[Exercise data start]
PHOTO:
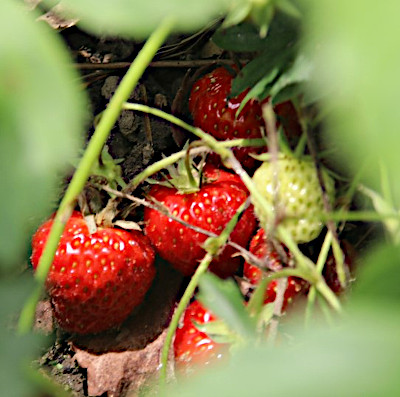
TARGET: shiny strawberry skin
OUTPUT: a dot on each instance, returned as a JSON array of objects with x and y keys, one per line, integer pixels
[
  {"x": 210, "y": 208},
  {"x": 194, "y": 348},
  {"x": 263, "y": 249},
  {"x": 96, "y": 279},
  {"x": 214, "y": 111}
]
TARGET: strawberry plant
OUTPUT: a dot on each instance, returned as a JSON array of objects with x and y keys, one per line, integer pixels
[
  {"x": 96, "y": 279},
  {"x": 281, "y": 75},
  {"x": 208, "y": 207}
]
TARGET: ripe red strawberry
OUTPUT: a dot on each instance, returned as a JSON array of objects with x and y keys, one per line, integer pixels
[
  {"x": 209, "y": 208},
  {"x": 193, "y": 347},
  {"x": 96, "y": 279},
  {"x": 262, "y": 248},
  {"x": 214, "y": 112}
]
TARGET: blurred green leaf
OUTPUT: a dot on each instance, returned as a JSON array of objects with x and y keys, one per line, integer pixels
[
  {"x": 278, "y": 51},
  {"x": 355, "y": 52},
  {"x": 300, "y": 72},
  {"x": 382, "y": 206},
  {"x": 378, "y": 278},
  {"x": 224, "y": 299},
  {"x": 41, "y": 119},
  {"x": 17, "y": 352},
  {"x": 242, "y": 38},
  {"x": 136, "y": 18},
  {"x": 359, "y": 358}
]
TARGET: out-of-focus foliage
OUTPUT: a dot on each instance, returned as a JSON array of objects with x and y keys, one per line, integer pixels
[
  {"x": 355, "y": 50},
  {"x": 41, "y": 120},
  {"x": 358, "y": 358},
  {"x": 42, "y": 112},
  {"x": 137, "y": 18}
]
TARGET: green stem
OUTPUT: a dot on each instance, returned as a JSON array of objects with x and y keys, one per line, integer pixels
[
  {"x": 212, "y": 246},
  {"x": 362, "y": 216},
  {"x": 183, "y": 303},
  {"x": 312, "y": 294},
  {"x": 216, "y": 146},
  {"x": 89, "y": 158}
]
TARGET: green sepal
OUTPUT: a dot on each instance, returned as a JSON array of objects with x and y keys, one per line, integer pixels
[
  {"x": 218, "y": 331},
  {"x": 108, "y": 168}
]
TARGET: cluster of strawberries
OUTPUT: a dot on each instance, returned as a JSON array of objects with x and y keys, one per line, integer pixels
[{"x": 96, "y": 279}]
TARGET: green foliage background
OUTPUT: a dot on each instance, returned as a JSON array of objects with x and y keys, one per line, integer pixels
[{"x": 349, "y": 58}]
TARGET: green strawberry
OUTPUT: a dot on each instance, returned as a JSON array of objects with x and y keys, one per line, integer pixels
[{"x": 292, "y": 189}]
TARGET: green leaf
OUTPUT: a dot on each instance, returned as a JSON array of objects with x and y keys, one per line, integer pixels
[
  {"x": 242, "y": 38},
  {"x": 17, "y": 352},
  {"x": 224, "y": 299},
  {"x": 258, "y": 90},
  {"x": 383, "y": 207},
  {"x": 378, "y": 278},
  {"x": 42, "y": 111},
  {"x": 300, "y": 72},
  {"x": 136, "y": 18},
  {"x": 279, "y": 48},
  {"x": 237, "y": 14},
  {"x": 359, "y": 67}
]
[Exercise data end]
## Written instruction
Reproduce every line of the listing above word for word, omitting the pictures.

## Exercise response
PHOTO:
TARGET: shiny strawberry skin
OUTPUT: a dot on each instance, returned as a JSON array of objects with x and y keys, one per line, integer pixels
[
  {"x": 210, "y": 208},
  {"x": 194, "y": 348},
  {"x": 263, "y": 249},
  {"x": 96, "y": 279},
  {"x": 214, "y": 111}
]
TARGET: strawberry plant
OUTPUT: a dot on each instance, returned as a JSON array of objects with x and y keys, one per line, integer pixels
[
  {"x": 96, "y": 279},
  {"x": 281, "y": 75},
  {"x": 208, "y": 207}
]
TARGET: ripe red strawberry
OUTPUT: a dot on each instance, returned as a JSON array of objects with x and y keys, one per line, integer pixels
[
  {"x": 209, "y": 208},
  {"x": 193, "y": 347},
  {"x": 96, "y": 279},
  {"x": 262, "y": 248},
  {"x": 214, "y": 112}
]
TARGET: blurred green leaf
OUTPUT: a dot on each instance, returned as a JSON array of objects with x and y keys, one per line, integer pixels
[
  {"x": 278, "y": 51},
  {"x": 355, "y": 52},
  {"x": 300, "y": 72},
  {"x": 382, "y": 206},
  {"x": 378, "y": 278},
  {"x": 224, "y": 299},
  {"x": 41, "y": 119},
  {"x": 17, "y": 352},
  {"x": 242, "y": 38},
  {"x": 136, "y": 18},
  {"x": 359, "y": 358}
]
TARGET: out-of-focus foliage
OUTPUT: a dot on each instance, returned as a JSON array of objects with x and y keys, one per line, integer pixels
[
  {"x": 355, "y": 50},
  {"x": 41, "y": 120},
  {"x": 358, "y": 358},
  {"x": 42, "y": 112},
  {"x": 137, "y": 18}
]
TARGET: green stem
OUTPUT: a dot on each instance, returned as a JSON array of objects with x and y keys, one per line, integer pixels
[
  {"x": 212, "y": 246},
  {"x": 362, "y": 216},
  {"x": 183, "y": 303},
  {"x": 312, "y": 294},
  {"x": 216, "y": 146},
  {"x": 89, "y": 158}
]
TARGET: green sepal
OUTPUT: a dot on each instance, returned as a JSON array of objects with x and y keys, one per line, integer pixels
[
  {"x": 218, "y": 331},
  {"x": 108, "y": 168}
]
TARGET: cluster of strawberries
OUTPUT: a dot on each instance, returned as a JSON array of objects with x and y keys, one per line, integer pixels
[{"x": 96, "y": 279}]
TARGET: green foliage background
OUTPUT: a dot on each instance, returned as a JSON array of objects with x and y keys, one per line, integer pixels
[{"x": 349, "y": 58}]
TARGET: green strawberry
OUTPUT: a dot on each instance, returned as a JSON array of objects with x and y keys, one per line, integer pixels
[{"x": 292, "y": 189}]
TARGET: green leaf
OUTPUT: a dot on each instance, returned as a JSON array of objects with x and y keys, one per line, integer pixels
[
  {"x": 242, "y": 38},
  {"x": 17, "y": 352},
  {"x": 224, "y": 299},
  {"x": 258, "y": 90},
  {"x": 383, "y": 207},
  {"x": 378, "y": 278},
  {"x": 42, "y": 111},
  {"x": 300, "y": 72},
  {"x": 136, "y": 18},
  {"x": 279, "y": 48},
  {"x": 237, "y": 14},
  {"x": 359, "y": 67}
]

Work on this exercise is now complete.